** Texto de referencia **
• • • •
OPINION

El viaje liberalizador (a todo tren) de un gobierno progresista de izquierdas

José Luis Ábalos y Pedro Sánchez en el AVE de Granada
José Luis Ábalos y Pedro Sánchez en el AVE de Granada
Europa Press

El Ministerio de Fomento ha conseguido salvar la cara después de que Adif, el Administrador de Infraestructuras Ferroviarias, encontrase a última hora, en el tiempo de descuento, dos ofertas que se habían quedado traspapeladas en las bases informáticas del concurso abierto para introducir nueva competencia en el goloso negocio del AVE. Con sendas propuestas se rellena y maquilla al mismo tiempo un expediente que está claramente dominado por las grandes operadoras estatales extranjeras, las más interesadas desde hace años en buscar las cosquillas a Renfe, aprovechando el síndrome de Bruselas que hace de nuestro país el más devoto seguidor del credo liberalizador en toda Europa.

Ni los últimos gobiernos en funciones ni aquellos otros que les precedieron con mayorías parlamentarias mucho más estables se han preocupado de exigir un marco normativo de carácter recíproco que asegure la apertura de mercados cautivos dentro de los grandes Estados miembros de la Unión. Es así como las grandes naciones de Europa; Alemania, Francia e Italia principalmente, han ido alimentando la creación de emblemáticos colosos empresariales que campan por sus respetos sin ninguna competencia que les pueda hacer frente. El denostado proteccionismo de Donald Trump tiene, en definitiva, un importante espejo donde mirarse a este lado del Atlántico.

Las multinacionales patrias, vampirizadas algunas de ellas por sus contrapartes europeos, consiguieron levantar a duras penas el pabellón español tras un largo y tormentoso viaje por las Américas. Dentro del Viejo Continente las oportunidades de crecimiento han sido mínimas y las que se han producido han terminado sucumbiendo ante las presiones de unos reguladores caseros, cuya misión no es otra que defender la posición dominante de los operadores locales. España ha hecho el primo en Europa en su afán por convertirse en un alumno disciplinado de los postulados comunitarios. Una política iniciada hace treinta años con el desmantelamiento de la autárquica industria de cabecera y que se prolongó desde la frontera del nuevo siglo hasta nuestros días con la puesta en almoneda de los grandes servicios públicos.

A cambio de tan sumisa disposición España obtuvo cuantiosos fondos estructurales en una proporción muy superior a nuestra aportación al presupuesto comunitario. Durante los primeros 25 años de integración a la Unión Europea nuestro país obtuvo un saldo positivo de casi 100.000 millones de euros. Un excedente mastodóntico que se destinó en buena parte a modernizar las infraestructuras del país, alimentando un modelo de negocio ejemplar por su origen y naturaleza pero que fue corrompiéndose con el tiempo a base de mezclar los intereses públicos y privados. El resultado, aparte de los procesos abiertos en la Audiencia Nacional o las innumerables denuncias anticártel de las autoridades de Competencia, ha generado una cultura de gasto ineficiente que ha dejado tambaleada toda la economía nacional.
• • • •
** Filas de origen **
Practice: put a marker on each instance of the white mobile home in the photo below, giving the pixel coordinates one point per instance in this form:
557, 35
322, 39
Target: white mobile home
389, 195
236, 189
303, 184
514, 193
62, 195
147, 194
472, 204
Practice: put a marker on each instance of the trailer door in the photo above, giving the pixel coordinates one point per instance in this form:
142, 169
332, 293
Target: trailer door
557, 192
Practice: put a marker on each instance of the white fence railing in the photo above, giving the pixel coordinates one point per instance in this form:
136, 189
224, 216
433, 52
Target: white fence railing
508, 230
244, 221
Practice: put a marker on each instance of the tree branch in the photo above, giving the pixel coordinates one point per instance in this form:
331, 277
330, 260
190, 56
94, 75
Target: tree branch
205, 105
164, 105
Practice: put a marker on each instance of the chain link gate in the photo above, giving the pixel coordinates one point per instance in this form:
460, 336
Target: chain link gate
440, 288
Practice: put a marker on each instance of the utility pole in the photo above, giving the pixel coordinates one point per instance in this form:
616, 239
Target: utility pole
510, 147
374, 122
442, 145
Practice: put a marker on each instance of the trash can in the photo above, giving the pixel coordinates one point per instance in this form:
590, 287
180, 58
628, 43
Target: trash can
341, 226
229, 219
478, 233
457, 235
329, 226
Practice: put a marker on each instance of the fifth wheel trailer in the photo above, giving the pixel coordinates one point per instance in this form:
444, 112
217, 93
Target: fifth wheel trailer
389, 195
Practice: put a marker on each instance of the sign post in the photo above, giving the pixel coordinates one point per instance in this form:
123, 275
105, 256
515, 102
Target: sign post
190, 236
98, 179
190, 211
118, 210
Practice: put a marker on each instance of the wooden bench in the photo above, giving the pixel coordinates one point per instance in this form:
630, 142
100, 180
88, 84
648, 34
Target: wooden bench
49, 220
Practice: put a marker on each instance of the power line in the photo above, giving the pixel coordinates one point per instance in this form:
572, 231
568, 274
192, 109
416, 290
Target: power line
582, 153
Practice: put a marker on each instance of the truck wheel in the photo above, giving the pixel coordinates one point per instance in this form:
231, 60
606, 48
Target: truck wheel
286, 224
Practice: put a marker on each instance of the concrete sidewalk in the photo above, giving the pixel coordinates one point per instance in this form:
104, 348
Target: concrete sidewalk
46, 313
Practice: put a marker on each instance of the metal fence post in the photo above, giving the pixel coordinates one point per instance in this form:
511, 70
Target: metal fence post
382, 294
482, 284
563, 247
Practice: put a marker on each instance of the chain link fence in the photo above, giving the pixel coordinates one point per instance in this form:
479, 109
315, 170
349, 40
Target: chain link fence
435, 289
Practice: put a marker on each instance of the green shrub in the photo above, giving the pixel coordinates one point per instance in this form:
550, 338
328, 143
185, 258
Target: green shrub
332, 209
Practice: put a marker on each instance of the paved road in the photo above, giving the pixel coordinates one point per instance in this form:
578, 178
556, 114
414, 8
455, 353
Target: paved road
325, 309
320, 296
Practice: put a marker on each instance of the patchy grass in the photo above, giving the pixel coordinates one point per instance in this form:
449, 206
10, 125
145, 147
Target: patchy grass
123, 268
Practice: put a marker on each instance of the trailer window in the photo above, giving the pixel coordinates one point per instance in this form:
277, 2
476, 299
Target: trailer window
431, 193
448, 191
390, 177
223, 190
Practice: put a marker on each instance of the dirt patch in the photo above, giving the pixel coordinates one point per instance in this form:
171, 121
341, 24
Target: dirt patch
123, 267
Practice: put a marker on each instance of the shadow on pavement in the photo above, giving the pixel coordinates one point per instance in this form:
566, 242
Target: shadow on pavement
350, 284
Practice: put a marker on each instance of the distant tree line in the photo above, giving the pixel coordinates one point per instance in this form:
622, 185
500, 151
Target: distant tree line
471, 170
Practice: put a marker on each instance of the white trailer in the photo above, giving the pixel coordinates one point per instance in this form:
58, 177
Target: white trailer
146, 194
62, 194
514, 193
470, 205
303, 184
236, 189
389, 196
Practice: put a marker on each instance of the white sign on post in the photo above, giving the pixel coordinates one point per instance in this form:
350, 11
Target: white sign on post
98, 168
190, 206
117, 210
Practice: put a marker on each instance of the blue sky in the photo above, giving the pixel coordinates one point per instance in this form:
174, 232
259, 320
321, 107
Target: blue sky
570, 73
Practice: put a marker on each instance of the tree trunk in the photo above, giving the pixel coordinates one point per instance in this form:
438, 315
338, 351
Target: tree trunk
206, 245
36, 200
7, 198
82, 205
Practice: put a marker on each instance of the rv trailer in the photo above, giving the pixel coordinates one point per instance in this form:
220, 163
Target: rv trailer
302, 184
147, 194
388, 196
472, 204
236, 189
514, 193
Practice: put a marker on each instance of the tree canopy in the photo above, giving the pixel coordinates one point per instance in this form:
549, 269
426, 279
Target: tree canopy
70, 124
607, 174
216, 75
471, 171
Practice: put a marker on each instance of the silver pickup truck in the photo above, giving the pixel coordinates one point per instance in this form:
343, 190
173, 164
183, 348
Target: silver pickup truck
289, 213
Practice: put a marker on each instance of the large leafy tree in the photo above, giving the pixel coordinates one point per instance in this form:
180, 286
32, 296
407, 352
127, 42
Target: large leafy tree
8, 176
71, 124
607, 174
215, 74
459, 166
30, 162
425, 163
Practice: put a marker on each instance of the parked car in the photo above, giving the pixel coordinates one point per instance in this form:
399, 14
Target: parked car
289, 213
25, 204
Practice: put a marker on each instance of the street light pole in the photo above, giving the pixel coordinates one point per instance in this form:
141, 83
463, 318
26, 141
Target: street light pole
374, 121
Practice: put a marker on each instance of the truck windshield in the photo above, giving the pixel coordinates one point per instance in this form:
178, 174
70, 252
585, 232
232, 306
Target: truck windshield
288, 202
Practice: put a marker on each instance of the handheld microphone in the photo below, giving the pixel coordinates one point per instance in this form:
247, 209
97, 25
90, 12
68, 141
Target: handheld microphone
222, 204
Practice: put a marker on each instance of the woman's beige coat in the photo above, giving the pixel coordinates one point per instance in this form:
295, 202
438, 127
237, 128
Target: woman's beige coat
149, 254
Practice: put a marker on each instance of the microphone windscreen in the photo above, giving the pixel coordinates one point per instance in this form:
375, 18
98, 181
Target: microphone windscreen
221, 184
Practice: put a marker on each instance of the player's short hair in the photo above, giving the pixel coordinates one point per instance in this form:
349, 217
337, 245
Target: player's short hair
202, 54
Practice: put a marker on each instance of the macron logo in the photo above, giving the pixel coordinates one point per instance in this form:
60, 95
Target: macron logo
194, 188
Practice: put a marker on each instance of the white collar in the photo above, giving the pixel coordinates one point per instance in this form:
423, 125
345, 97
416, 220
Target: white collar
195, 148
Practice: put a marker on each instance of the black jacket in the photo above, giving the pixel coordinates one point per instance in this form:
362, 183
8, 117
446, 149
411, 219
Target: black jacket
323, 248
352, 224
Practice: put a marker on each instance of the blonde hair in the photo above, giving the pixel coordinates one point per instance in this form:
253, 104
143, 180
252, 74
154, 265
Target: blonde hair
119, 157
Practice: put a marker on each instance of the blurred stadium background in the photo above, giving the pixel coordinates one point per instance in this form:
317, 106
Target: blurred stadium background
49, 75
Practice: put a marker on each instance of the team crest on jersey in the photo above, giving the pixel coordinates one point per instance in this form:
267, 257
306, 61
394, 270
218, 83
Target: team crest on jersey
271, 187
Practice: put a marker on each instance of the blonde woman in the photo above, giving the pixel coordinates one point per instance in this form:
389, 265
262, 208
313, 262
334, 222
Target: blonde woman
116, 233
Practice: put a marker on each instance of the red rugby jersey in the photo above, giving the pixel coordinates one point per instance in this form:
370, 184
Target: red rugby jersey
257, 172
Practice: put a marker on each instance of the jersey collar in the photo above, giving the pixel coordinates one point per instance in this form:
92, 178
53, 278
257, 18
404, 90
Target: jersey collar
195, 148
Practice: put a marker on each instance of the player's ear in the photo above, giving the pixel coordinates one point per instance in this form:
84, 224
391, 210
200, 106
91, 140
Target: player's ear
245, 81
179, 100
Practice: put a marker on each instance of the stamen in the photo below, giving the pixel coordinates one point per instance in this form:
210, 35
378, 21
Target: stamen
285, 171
• • • •
** Ejercicios **
• a. Traduce al inglés esta oración del artículo de opinión sobre la liberalización del AVE: "Durante los primeros 25 años de integración a la Unión Europea nuestro país obtuvo un saldo positivo de casi 100.000 millones de euros."
• b. Cuenta cuántas líneas de las filas contienen la cadena "pickup", teniendo en cuenta mayúsculas y minúsculas, y escribe solo el número.
El texto y las filas proceden de fuentes distintas.

** Respuestas **
• a. During the first 25 years of integration into the European Union, our country obtained a positive balance of almost 100 billion euros.

• b. 2